• _Exercice 1_
Reproduisez à l'identique les lignes des enregistrements, en commençant par la ligne qui contient « Reviewer note: every instance of the river » et en terminant par celle qui contient « column 424, row 96 », ces deux lignes comprises.

Le premier état qui s’est trouvé dans le monde, est celui du mari et de la femme ; sont venus ensuite le père et les enfants, puis les frères ; après quoi les hommes se sont unis par les liens d’amitié ; les sociétés s’étant formées et multipliées, on a fixé l’état du prince et des sujets. Aussi dit-on que le principal soin du sage a pour objet l’état du mariage : l’union même du ciel et de la terre est le modèle d’une parfaite union conjugale. Nos livres classiques regardent le bon ordre de cet état particulier, comme la source du bon ordre en général.

La perfection de l’état du mariage, c’est par rapport au mari de vivre dans une étroite union avec sa compagne, de la traiter toujours avec honneur, sans trop se familiariser, de trouver en elle sa joie et son plaisir, sans se livrer à une trop grande passion.

Pour ce qui est de la femme, il faut qu’elle se distingue par une douceur mêlée de gravité, et par une complaisance respectueuse, qui ne donne point dans la basse flatterie. Anciennement quand le mari et la femme s’entretenaient ensemble sur quelque affaire, ils étaient assis vis-à-vis l’un de l’autre, et ils se parlaient avec le même respect que s’ils eussent entretenu des hôtes respectables, qui fussent venus leur rendre visite : conduite charmante !

• _Données brutes_
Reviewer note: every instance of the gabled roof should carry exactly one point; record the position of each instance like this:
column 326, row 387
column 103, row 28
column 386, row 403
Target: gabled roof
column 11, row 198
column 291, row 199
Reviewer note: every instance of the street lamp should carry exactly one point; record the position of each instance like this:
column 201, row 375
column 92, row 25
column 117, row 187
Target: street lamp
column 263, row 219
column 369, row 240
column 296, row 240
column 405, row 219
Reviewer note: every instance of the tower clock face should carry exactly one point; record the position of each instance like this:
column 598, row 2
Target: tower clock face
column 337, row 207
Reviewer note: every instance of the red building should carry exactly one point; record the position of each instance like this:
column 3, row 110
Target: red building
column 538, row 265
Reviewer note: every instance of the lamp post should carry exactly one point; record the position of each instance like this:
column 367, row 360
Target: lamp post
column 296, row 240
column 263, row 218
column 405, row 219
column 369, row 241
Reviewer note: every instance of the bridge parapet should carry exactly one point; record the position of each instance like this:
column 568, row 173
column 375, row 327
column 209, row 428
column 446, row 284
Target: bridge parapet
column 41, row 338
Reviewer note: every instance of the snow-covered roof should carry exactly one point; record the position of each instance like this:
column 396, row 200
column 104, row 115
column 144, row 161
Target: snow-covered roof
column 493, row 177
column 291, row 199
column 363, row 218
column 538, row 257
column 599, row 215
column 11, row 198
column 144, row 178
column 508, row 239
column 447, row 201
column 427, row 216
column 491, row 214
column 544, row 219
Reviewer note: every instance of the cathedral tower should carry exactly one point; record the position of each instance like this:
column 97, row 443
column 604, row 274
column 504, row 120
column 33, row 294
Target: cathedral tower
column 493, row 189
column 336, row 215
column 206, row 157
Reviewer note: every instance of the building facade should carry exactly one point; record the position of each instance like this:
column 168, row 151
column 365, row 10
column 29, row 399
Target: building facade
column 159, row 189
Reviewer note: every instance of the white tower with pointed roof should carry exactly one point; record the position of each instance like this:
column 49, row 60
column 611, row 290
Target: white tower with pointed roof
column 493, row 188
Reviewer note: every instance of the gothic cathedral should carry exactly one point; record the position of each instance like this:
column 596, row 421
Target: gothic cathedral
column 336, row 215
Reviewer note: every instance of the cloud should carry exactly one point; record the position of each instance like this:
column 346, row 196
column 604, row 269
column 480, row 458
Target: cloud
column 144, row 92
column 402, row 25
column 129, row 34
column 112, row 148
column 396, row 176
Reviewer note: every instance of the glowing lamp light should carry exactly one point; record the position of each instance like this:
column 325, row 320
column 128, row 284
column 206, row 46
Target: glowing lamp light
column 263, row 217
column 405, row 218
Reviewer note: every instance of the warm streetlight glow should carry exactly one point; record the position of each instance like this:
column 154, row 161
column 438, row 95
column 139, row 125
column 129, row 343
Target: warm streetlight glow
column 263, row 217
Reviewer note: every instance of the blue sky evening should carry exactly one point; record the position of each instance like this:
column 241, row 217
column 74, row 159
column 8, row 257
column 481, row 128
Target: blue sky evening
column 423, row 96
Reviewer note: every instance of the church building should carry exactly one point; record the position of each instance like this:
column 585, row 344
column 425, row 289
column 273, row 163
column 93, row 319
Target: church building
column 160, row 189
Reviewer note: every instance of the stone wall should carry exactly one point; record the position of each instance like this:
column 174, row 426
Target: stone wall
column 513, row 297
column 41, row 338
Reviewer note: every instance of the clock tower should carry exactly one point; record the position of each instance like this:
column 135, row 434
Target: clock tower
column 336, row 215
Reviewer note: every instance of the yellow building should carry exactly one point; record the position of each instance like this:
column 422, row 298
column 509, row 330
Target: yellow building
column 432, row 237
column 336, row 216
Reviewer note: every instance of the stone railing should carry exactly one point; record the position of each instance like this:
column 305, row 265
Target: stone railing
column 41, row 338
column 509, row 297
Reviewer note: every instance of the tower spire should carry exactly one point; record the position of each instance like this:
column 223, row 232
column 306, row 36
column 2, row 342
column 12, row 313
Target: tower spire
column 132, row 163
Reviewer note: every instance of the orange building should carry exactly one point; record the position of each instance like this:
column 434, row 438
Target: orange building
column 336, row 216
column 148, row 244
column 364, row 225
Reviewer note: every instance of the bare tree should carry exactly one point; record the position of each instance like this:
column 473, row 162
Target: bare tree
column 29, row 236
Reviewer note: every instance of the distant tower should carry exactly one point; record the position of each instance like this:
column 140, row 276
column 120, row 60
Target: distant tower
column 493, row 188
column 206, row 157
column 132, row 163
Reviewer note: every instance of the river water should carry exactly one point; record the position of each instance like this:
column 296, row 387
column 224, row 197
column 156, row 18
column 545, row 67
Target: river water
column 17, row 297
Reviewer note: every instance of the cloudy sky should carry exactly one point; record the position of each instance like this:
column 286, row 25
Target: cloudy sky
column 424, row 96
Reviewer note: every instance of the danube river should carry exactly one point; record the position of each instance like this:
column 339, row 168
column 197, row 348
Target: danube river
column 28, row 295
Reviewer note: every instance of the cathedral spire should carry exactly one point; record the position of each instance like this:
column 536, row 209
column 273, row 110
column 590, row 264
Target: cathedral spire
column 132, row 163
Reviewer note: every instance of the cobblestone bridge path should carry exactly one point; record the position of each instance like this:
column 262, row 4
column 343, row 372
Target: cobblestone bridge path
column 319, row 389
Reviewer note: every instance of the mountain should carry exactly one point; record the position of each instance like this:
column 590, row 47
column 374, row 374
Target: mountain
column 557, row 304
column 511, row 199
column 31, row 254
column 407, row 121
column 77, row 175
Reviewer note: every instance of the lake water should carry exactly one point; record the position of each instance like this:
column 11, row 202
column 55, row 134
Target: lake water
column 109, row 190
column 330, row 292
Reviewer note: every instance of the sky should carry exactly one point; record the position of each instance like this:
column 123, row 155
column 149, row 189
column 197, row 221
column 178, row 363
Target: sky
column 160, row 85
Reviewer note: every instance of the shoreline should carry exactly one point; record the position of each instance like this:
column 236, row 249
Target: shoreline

• _Exercice 2_
Transcrivez fidèlement le passage du texte sur le mariage, en commençant par « Le premier état » et en terminant par « ordre en général. ».

• _Réponse complète 1_
Reviewer note: every instance of the river water should carry exactly one point; record the position of each instance like this:
column 296, row 387
column 224, row 197
column 156, row 18
column 545, row 67
Target: river water
column 17, row 297
Reviewer note: every instance of the cloudy sky should carry exactly one point; record the position of each instance like this:
column 286, row 25
Target: cloudy sky
column 424, row 96

• _Réponse complète 2_
Le premier état qui s’est trouvé dans le monde, est celui du mari et de la femme ; sont venus ensuite le père et les enfants, puis les frères ; après quoi les hommes se sont unis par les liens d’amitié ; les sociétés s’étant formées et multipliées, on a fixé l’état du prince et des sujets. Aussi dit-on que le principal soin du sage a pour objet l’état du mariage : l’union même du ciel et de la terre est le modèle d’une parfaite union conjugale. Nos livres classiques regardent le bon ordre de cet état particulier, comme la source du bon ordre en général.